> **About this task**
When a line in the records includes the string "pixel", it goes into the tally; report that tally alone.

Dataset excerpts:
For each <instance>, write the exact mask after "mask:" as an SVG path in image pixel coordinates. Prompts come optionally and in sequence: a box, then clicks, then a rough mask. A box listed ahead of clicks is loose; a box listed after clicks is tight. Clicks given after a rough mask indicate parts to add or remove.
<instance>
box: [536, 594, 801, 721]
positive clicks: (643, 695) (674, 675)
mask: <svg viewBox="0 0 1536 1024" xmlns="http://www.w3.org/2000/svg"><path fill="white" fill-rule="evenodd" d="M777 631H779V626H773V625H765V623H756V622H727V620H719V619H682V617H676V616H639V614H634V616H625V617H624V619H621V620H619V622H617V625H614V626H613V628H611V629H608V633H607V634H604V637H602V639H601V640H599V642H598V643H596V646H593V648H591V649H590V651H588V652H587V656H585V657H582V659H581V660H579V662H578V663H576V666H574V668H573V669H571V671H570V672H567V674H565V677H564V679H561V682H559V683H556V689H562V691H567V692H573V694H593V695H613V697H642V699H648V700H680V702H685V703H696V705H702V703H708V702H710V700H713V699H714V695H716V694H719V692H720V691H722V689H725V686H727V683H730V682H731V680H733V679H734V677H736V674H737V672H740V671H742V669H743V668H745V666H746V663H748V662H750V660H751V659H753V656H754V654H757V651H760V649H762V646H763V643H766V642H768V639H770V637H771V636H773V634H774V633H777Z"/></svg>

* * *

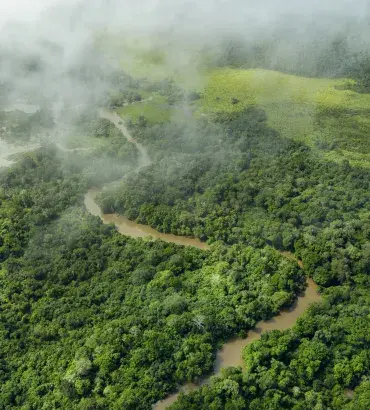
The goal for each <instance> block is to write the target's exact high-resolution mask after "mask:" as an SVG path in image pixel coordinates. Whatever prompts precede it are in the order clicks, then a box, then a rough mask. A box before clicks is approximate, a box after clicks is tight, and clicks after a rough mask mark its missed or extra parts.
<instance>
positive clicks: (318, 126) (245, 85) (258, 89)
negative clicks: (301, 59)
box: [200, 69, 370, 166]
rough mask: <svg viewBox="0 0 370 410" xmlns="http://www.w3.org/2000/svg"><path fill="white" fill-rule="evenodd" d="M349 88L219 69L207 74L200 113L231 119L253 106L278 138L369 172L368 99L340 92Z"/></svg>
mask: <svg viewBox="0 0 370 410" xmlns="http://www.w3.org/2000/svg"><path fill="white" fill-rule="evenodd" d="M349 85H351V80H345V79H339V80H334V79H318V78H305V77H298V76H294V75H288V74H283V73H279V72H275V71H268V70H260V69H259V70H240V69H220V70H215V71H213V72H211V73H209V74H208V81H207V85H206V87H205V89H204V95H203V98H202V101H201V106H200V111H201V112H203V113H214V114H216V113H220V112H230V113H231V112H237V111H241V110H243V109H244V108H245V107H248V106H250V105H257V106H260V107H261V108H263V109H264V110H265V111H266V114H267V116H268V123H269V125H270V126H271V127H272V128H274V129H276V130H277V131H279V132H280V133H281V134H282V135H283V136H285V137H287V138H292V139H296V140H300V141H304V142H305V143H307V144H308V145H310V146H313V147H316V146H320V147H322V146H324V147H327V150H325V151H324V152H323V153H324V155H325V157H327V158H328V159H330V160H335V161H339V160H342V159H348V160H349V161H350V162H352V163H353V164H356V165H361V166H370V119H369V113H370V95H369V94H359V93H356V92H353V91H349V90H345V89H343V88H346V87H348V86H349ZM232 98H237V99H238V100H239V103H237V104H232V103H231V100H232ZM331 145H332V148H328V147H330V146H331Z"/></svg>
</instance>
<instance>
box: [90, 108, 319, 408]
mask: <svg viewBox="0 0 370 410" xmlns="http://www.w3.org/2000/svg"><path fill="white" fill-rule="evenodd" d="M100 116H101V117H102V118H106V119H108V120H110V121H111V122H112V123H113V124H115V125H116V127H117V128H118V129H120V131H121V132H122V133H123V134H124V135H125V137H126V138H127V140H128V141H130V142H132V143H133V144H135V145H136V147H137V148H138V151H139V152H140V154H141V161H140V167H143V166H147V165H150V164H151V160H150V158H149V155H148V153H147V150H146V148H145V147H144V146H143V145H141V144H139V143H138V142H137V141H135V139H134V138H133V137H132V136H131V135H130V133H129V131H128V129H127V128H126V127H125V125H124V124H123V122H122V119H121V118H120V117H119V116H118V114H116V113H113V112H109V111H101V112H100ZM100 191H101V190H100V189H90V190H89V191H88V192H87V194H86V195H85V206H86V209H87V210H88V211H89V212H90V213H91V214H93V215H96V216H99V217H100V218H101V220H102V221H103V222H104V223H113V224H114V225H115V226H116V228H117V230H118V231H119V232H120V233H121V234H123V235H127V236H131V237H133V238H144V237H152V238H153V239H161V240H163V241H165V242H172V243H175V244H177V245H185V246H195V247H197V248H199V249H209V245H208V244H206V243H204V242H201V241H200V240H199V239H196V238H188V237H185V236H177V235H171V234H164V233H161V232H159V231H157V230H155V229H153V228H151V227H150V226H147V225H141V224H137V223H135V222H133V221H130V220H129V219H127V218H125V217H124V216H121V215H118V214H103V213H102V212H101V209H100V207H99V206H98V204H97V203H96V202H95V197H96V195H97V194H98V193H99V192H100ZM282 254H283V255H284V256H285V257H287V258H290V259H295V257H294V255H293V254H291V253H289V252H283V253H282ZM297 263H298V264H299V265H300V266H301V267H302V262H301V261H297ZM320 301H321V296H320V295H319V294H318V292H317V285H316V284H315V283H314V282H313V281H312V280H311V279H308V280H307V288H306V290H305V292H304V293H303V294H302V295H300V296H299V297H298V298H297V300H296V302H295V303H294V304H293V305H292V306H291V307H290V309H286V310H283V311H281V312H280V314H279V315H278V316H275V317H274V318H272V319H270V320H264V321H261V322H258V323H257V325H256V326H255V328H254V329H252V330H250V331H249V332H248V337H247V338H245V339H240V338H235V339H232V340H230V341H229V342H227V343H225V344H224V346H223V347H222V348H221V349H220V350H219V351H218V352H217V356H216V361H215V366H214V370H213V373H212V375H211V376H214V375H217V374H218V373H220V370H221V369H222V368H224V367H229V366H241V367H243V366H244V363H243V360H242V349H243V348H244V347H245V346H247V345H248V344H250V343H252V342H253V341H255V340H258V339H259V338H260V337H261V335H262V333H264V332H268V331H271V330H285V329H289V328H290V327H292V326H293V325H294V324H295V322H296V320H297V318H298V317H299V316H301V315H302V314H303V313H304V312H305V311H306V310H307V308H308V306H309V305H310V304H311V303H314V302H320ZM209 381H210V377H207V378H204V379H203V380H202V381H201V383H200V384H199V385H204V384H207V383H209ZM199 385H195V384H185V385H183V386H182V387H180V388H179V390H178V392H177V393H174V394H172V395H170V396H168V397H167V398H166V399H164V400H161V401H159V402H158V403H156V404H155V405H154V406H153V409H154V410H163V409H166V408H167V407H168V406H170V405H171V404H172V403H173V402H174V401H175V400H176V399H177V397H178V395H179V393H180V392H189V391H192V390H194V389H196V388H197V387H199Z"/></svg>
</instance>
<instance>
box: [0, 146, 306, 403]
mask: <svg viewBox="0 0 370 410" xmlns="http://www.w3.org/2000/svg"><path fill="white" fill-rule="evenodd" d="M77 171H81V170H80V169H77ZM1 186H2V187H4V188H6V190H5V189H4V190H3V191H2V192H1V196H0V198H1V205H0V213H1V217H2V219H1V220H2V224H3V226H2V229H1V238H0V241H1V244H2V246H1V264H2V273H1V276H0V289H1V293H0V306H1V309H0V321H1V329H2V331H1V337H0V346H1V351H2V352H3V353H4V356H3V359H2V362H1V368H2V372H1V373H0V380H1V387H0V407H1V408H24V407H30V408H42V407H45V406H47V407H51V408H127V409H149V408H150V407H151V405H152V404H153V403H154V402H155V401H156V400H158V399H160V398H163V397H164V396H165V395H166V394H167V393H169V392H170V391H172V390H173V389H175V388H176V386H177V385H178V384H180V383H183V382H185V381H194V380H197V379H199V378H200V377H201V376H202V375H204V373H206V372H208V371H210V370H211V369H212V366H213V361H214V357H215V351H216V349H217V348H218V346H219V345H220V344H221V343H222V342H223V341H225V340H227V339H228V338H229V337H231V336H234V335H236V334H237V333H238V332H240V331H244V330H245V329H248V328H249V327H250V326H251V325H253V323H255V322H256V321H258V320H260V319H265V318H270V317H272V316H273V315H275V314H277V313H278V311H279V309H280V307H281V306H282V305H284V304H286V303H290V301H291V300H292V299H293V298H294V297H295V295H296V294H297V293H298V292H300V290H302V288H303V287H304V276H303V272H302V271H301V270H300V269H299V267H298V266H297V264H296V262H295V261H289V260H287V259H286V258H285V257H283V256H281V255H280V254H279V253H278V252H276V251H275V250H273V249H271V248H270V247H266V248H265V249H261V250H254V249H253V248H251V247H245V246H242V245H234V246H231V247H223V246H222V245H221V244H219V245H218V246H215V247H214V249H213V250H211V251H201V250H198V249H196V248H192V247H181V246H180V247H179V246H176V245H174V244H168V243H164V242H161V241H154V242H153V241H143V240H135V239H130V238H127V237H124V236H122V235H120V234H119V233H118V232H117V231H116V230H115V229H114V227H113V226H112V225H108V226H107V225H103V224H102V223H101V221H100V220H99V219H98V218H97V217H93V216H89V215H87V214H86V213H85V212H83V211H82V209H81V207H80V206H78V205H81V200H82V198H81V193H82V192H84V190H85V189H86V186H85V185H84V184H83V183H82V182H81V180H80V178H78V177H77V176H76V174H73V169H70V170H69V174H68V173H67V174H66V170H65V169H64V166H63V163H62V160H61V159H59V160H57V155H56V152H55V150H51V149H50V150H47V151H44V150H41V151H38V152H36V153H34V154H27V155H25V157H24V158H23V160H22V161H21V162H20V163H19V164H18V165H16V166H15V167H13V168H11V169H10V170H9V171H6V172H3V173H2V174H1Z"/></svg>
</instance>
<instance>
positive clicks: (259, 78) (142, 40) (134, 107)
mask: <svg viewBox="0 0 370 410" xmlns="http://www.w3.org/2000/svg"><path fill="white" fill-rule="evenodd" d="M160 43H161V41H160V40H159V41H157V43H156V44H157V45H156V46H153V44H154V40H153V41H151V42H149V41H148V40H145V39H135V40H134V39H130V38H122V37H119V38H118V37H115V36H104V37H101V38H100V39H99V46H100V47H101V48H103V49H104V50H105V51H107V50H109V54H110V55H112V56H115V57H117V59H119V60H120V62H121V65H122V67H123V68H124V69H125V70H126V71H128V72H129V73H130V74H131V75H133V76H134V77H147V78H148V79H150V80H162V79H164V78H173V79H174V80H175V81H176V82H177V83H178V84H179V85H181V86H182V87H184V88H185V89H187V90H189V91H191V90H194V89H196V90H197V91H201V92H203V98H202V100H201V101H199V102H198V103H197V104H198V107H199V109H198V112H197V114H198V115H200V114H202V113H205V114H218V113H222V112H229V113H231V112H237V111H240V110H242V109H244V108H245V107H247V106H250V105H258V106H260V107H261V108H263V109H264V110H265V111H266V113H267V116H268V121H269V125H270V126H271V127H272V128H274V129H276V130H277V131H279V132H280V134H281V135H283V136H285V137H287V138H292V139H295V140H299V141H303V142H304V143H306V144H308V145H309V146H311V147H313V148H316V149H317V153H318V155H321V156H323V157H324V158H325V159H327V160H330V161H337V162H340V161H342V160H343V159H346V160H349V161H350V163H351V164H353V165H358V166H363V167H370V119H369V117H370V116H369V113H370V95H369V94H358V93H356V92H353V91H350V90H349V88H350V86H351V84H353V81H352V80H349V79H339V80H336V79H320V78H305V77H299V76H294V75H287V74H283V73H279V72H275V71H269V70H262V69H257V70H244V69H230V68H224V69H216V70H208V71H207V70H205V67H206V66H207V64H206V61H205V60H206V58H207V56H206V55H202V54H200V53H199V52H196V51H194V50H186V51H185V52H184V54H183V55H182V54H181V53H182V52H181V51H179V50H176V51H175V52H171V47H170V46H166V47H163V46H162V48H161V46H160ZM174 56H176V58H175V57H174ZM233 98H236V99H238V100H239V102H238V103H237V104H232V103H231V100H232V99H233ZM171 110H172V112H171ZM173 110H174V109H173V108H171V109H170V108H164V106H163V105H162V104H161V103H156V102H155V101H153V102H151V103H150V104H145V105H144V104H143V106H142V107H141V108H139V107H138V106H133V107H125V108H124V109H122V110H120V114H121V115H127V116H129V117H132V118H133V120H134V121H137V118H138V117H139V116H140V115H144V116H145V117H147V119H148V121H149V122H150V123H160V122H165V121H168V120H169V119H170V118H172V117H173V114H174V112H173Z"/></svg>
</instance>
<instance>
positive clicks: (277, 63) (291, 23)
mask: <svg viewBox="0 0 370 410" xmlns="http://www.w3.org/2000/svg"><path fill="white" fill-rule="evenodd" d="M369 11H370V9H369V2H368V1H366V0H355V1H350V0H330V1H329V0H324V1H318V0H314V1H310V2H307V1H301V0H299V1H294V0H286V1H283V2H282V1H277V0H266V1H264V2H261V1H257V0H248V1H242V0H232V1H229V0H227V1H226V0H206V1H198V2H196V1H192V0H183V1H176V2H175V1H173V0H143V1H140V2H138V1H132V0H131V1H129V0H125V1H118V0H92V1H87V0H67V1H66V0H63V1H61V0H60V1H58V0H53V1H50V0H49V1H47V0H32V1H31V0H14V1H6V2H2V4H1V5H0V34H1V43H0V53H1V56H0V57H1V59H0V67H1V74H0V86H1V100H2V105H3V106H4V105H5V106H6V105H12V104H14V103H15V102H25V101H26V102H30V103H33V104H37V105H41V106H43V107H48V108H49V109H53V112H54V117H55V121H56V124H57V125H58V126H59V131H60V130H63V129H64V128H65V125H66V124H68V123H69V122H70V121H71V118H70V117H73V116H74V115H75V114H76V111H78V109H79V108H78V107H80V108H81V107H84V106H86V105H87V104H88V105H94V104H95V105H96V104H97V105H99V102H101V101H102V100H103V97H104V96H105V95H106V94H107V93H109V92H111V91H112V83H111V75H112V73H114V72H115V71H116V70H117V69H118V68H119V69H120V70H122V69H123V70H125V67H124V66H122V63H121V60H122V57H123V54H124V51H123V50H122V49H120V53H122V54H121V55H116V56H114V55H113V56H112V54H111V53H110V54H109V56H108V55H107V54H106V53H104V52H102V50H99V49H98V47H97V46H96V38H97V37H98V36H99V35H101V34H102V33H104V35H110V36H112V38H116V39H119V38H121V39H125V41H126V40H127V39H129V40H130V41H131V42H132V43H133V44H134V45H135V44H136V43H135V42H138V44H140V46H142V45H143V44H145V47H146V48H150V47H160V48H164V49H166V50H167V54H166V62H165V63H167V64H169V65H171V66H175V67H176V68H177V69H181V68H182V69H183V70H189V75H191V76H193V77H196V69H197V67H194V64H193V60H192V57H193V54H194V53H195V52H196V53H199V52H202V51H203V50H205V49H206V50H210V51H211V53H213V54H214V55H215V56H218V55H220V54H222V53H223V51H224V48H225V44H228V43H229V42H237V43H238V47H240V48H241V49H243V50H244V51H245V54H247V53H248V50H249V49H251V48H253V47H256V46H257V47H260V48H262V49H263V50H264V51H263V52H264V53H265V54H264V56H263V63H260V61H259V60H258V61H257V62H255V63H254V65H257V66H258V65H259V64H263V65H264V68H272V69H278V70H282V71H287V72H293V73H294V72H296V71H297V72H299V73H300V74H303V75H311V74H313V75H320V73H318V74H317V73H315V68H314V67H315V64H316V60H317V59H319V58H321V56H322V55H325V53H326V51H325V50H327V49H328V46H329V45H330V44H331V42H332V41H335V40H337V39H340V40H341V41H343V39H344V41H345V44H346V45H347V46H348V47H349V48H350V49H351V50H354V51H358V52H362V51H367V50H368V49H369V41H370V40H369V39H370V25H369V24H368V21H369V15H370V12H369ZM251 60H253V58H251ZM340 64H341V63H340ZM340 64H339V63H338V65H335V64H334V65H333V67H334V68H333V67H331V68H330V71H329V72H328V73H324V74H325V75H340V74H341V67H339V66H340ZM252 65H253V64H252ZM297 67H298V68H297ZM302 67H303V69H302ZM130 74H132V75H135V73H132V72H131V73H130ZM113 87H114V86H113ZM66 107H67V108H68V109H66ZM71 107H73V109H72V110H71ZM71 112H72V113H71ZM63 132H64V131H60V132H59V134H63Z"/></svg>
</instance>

> **Response area**
2